Brief = Quote the whole listing verbatim.

[[ Available records open ]]

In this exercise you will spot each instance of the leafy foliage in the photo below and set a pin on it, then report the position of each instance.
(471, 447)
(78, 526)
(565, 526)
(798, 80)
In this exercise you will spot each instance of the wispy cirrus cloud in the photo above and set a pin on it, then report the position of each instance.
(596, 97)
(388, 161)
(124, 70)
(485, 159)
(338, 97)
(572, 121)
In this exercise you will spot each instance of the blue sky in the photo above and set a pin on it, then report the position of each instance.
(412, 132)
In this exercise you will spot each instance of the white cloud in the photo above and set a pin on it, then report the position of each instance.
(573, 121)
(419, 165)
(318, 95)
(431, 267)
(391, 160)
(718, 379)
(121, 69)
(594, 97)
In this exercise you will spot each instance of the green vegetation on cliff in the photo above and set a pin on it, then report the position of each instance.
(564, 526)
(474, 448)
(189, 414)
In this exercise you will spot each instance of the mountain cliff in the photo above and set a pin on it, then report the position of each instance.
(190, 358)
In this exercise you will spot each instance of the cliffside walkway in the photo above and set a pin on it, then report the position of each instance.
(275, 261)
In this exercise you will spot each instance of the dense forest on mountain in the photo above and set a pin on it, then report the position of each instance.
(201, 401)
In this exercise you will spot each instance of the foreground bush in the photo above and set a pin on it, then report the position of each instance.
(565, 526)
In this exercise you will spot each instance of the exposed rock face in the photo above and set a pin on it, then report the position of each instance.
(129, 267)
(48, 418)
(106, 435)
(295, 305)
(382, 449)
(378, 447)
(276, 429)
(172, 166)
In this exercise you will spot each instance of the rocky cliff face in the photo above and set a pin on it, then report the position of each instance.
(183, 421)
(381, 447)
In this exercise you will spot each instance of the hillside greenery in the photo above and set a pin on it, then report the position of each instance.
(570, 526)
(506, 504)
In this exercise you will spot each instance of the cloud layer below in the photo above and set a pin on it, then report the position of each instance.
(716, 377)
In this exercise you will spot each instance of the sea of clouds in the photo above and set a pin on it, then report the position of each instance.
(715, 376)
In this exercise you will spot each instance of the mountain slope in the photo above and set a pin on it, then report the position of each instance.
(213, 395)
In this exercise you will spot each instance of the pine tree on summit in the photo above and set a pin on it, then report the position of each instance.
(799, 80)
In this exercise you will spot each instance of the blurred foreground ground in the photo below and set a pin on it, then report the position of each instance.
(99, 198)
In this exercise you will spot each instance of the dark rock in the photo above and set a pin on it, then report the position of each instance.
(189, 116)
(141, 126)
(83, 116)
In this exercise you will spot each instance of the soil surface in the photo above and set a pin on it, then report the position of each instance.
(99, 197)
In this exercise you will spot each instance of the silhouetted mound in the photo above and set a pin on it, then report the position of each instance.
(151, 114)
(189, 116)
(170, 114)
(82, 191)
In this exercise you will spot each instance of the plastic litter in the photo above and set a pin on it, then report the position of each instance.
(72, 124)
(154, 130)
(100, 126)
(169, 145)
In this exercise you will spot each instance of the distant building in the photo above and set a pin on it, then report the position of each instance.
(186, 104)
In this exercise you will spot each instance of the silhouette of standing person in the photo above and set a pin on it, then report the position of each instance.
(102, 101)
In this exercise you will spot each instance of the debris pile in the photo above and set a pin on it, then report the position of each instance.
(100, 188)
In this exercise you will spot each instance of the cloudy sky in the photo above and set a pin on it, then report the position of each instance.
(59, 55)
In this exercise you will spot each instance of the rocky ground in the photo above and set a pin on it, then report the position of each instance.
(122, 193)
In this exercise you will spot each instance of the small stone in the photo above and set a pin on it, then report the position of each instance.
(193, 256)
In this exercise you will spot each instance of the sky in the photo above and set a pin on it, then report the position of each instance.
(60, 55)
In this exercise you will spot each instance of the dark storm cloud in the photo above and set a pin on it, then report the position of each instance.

[[ Available records closed ]]

Answer for this exercise =
In this exercise you will spot each instance of the leafy foliage in the photo below and set a pin on it, then report the position of each instance.
(471, 447)
(78, 526)
(565, 526)
(798, 80)
In this exercise you will spot each instance of the wispy cirrus cloud in the photo above and set a pin on it, then report the position of each instance.
(596, 97)
(388, 161)
(124, 70)
(485, 159)
(338, 97)
(572, 121)
In this exercise you will spot each instance of the blue sky in the photo above and set a pin on it, then report the position of each instance.
(412, 132)
In this exercise you will spot each instance of the white cloud in the photo above and set a pin on it, then report the position of each instance.
(573, 121)
(419, 165)
(318, 95)
(431, 267)
(391, 160)
(718, 379)
(121, 69)
(594, 97)
In this exercise you will spot each instance of the green vegetation on cliff in the photo above and set a pin on it, then report the position of each instance.
(564, 526)
(474, 448)
(189, 414)
In this exercise you will spot each instance of the mountain cliff in the photo above and set a pin on it, then report the position of each instance.
(190, 358)
In this exercise you will spot each instance of the cliffside walkway in the photo above and set a pin on it, then report the position of each instance.
(275, 261)
In this exercise you will spot each instance of the dense forest on mountain in the photo above and set a pin on it, then report the position of each instance.
(201, 401)
In this exercise you will spot each instance of the foreground bush in the photo above and set a pin on it, then report the position of each instance.
(565, 526)
In this exercise you will spot each instance of the exposed rock face in the photo above and set a pin on it, then report the position of each instance.
(129, 267)
(48, 418)
(106, 435)
(295, 305)
(382, 449)
(378, 447)
(276, 429)
(172, 166)
In this exercise you will spot each instance of the rocky cliff face in the photo above and set a pin on it, then report the position of each instance.
(183, 421)
(381, 447)
In this exercise you will spot each instance of the hillside greenery in the photo above and set a pin on it, then report the position of each instance.
(570, 526)
(506, 504)
In this exercise you will spot each instance of the cloud layer below in the photo above and set a pin on it, then report the position of each instance.
(716, 377)
In this exercise you will spot each instance of the sea of clouds in the photo above and set a pin on it, then report the position of each instance.
(715, 376)
In this exercise you will spot each instance of the mountain slope in the photo above and set a pin on it, then report the position of each instance.
(213, 395)
In this exercise you will spot each instance of the pine tree on summit in the photo above and set a pin on it, then report the position of each instance.
(799, 80)
In this exercise you will spot each instance of the blurred foreground ground in the photo below and set a pin on it, then report the position of each instance.
(99, 198)
In this exercise you will spot each instance of the dark rock in the photo above and set a pin on it, then report the position of each instance.
(189, 116)
(141, 126)
(83, 116)
In this exercise you will spot each instance of the soil surface in the photo above and set a pin on it, then report the position of each instance.
(99, 197)
In this exercise you will spot each instance of the silhouetted mound in the photo above and set a pin on it, then report the position of each instance.
(151, 114)
(189, 116)
(170, 114)
(82, 191)
In this exercise you will spot each instance of the plastic litter in the photo above and set a pin on it, then report the position of each instance.
(72, 124)
(154, 130)
(100, 126)
(169, 145)
In this exercise you will spot each instance of the distant building in the photo above and set a pin on it, then report the position of each instance.
(186, 104)
In this exercise you will spot each instance of the silhouette of standing person in the photo above and set a pin on it, then report the position of each instance.
(102, 101)
In this exercise you will spot each instance of the debris pile in the photo above and set a pin on it, then report the position of each instance.
(100, 188)
In this exercise you will spot each instance of the cloudy sky in the photo above and set a pin on it, then report the position of each instance.
(59, 55)
In this exercise you will spot each instance of the rocky ground in the photo above and set a pin on it, then report the position of each instance.
(122, 193)
In this exercise you will spot each instance of the small stone in the photo above and set a pin on it, then report the position of each instance.
(193, 256)
In this exercise you will spot each instance of the sky in the photo above and set a pin on it, then report the position of each instance.
(60, 55)
In this exercise you will spot each instance of the dark storm cloud in the photo above and set a pin on it, then report the position of each instance.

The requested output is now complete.